From the time Donald Trump took office in January until mid-October, when El Faro visited the Center for the Reception of Returnees in Guatemala City, the Department of Homeland Security had sent 398 deportation flights to the country, carrying 34,539 people. On one flight was Alicia Hernández, the woman on the cover of this magazine. She sobbed as she learned that she had no family in Guatemala — everyone she knew was already in the United States.
Some men were spattered with paint, having been snatched from their jobs in Chicago or Orlando with no time to say goodbye to their families. Everyone was distraught, confused, or angry. “I don’t want to go back to that country until that president leaves,” said one man, taking off his stars-and-stripes cowboy boots and leaving them on the curb. “For me, that dream is over for now.”
Photojournalism is at the heart of El Faro English. It’s why we’ve featured it on each magazine cover and published over three-dozen photo essays in six years. In her iconic book of photography from the brutish 1980s, “Guatemala: Eternal Spring, Eternal Tyranny,” Jean-Marie Simon wrote that pictures don’t generally change the repression that they capture, but they do offer irrefutable evidence that it took place.
Carlos Barrera’s photo essay, Guatemala’s Tarmac of Tears, leaves little doubt that U.S. deportees aren’t receiving much more than breakfast upon landing in their country of birth — poles apart from the Guatemalan government’s perennial promises of reintegration.
When Guatemalans flip the coin of abandonment, they too often find brutality on the other side. In August, eight years after the Hogar Seguro children’s home fire killed 41 teenage girls and left 15 survivors, a court condemned six officials, including the director of the facility, for locking the girls in their room and refusing to let them out as flames consumed them.
Edward Grattan, who interned with us this year with the gracious support of the Craig Newmark Graduate School of Journalism, spent months engaging with the women who survived. In his photo essay, Nine Minutes in the Fire, Eight Years for the First Light, Grattan observes that the facility’s name itself speaks of a place that never was: “Safe Home.”
This kind of depravity, according to Regina José Galindo, a world-renowned performance artist born in the seventies, must be viewed through the lens of almost four decades of armed conflict in Guatemala, which ended in 1996. “The war is the reason we live the way we live today,” she told Ramiro Guevara in an interview for this issue in her studio. “In Guatemala,” she says, “we don’t live with the truth.”
The second section of this issue turns to El Salvador, where Bryan Avelar reveals the existence of Halcón 32, a death squad operating between at least 2015 and 2018 on the payroll of a sitting mayor, Salvador Menéndez. One agent who flipped on his fellow police officers confessed to 97 murders, and accused the mayor of paying around one thousand dollars for each of three-dozen of them.
· · · · · · ·
» **ACTIONS TO TAKE**
1 > Condense the paragraph of the El Faro editorial that begins "When Guatemalans flip the coin of abandonment" into two or three short bullet points that keep its main facts.
2 > According to the El Faro editorial, why does Regina José Galindo say the depravity in Guatemala must be viewed through the lens of the armed conflict? Answer in one to three sentences.
3 > Carry on the El Faro editorial, starting after its final paragraph about Halcón 32 and the mayor Salvador Menéndez.
· · · · · · ·
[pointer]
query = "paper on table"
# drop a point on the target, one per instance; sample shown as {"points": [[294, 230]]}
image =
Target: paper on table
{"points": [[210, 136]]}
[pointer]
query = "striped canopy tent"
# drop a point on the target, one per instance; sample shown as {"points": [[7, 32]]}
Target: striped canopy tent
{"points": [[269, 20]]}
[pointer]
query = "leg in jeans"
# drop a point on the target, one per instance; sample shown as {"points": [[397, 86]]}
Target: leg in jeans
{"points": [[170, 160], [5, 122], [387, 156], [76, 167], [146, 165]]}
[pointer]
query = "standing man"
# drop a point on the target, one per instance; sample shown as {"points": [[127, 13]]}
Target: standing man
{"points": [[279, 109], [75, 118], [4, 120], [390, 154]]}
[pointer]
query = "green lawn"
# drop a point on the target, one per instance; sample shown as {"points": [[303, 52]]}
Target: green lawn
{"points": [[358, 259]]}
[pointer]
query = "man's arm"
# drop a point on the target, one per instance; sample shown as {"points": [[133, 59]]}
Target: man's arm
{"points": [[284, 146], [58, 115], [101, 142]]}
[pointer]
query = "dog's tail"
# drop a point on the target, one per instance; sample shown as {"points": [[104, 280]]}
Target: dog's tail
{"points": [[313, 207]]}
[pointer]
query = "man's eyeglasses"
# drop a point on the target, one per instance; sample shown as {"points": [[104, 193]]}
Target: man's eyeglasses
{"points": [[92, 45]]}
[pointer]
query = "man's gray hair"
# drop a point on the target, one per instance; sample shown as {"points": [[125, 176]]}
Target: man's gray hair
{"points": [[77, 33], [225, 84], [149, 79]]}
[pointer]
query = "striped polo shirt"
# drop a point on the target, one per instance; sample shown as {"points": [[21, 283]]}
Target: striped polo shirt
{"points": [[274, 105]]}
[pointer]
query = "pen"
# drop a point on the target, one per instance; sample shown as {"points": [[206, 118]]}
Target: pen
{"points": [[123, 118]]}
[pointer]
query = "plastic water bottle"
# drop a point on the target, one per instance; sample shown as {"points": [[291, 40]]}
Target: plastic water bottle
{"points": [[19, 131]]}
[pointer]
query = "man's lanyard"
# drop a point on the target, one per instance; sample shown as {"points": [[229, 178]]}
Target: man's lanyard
· · · · · · ·
» **EXERCISE ANSWERS**
1 >
- In August, a court condemned six officials, including the facility's director, over the Hogar Seguro children's home fire.
- The fire took place eight years earlier and killed 41 teenage girls, leaving 15 survivors.
- The officials had locked the girls in their room and refused to let them out as the flames spread.

2 > Galindo connects present-day Guatemala to the almost four decades of armed conflict that ended in 1996. In her interview with Ramiro Guevara, she said, "The war is the reason we live the way we live today."

3 >
Among their victims, according to the cooperating witness, is parish priest Ricardo Antonio Cortez, rector of the San Óscar Arnulfo Romero seminary. In August 2020 he was ordered out of his car and executed on the side of the road, on the order of a local drug trafficker known as Chepón.
There were at least 37 members of Halcón 32 from the ranks of the National Civil Police, but only three have been convicted. Menéndez denies involvement and told El Faro that he has never been summoned by any authority.
“True psychopaths operated and continue to operate in uniform,” writes the editorial board, building on its last comment on the rings of prison guard torturers in Salvadoran prisons. “Protection for police officers has increased under the ongoing state of exception. Impunity is guaranteed from Casa Presidencial.”
For years in El Salvador, authorities have shown little interest in getting to the bottom of mass killings, whether perpetrated by gangs or the police themselves. From 2010 to 2013, Óscar Martínez followed the longsuffering excavation of a well in Turín, a town in western El Salvador close to the Guatemalan border. Forensic experts knew there were many bodies.
But as bureaucratic wrangling dragged on, each rain season wiped away the gains of the last dig. “This is the story of a well,” begins Martínez, “and of the country that surrounds it.”
In a special podcast episode for this magazine, we examine how Nayib Bukele went from conservative darling in Washington during Trump’s first term to pariah under the early Biden years’ anti-corruption agenda. Then how, outlasting the Democrats, Bukele bet on Trump’s return, catapulting him back to the seat of U.S. power. Listen to Bukele and Washington: Honeymoon, Breakup, and Back Together.
Last, we close with a special essay in The Tertulia from Nicaraguan academic Mateo Jarquín of Chapman University. He looks back on how the electoral defeat of the Sandinistas in 1990 “ushered in the dramatic end of an era in Central America.”
“As revolutionary movements wound down in Nicaragua, Guatemala, and El Salvador,” he writes, “Central Americans were left asking why the armed struggle had been fought, what it had wrought, and whether it had been worth it. They’re still asking.”
A final note: The image in the backdrop of this letter is the sweeping police repression of protesters in Honduras in 2017, as the Juan Orlando Hernández government brazenly stole an already unconstitutional reelection.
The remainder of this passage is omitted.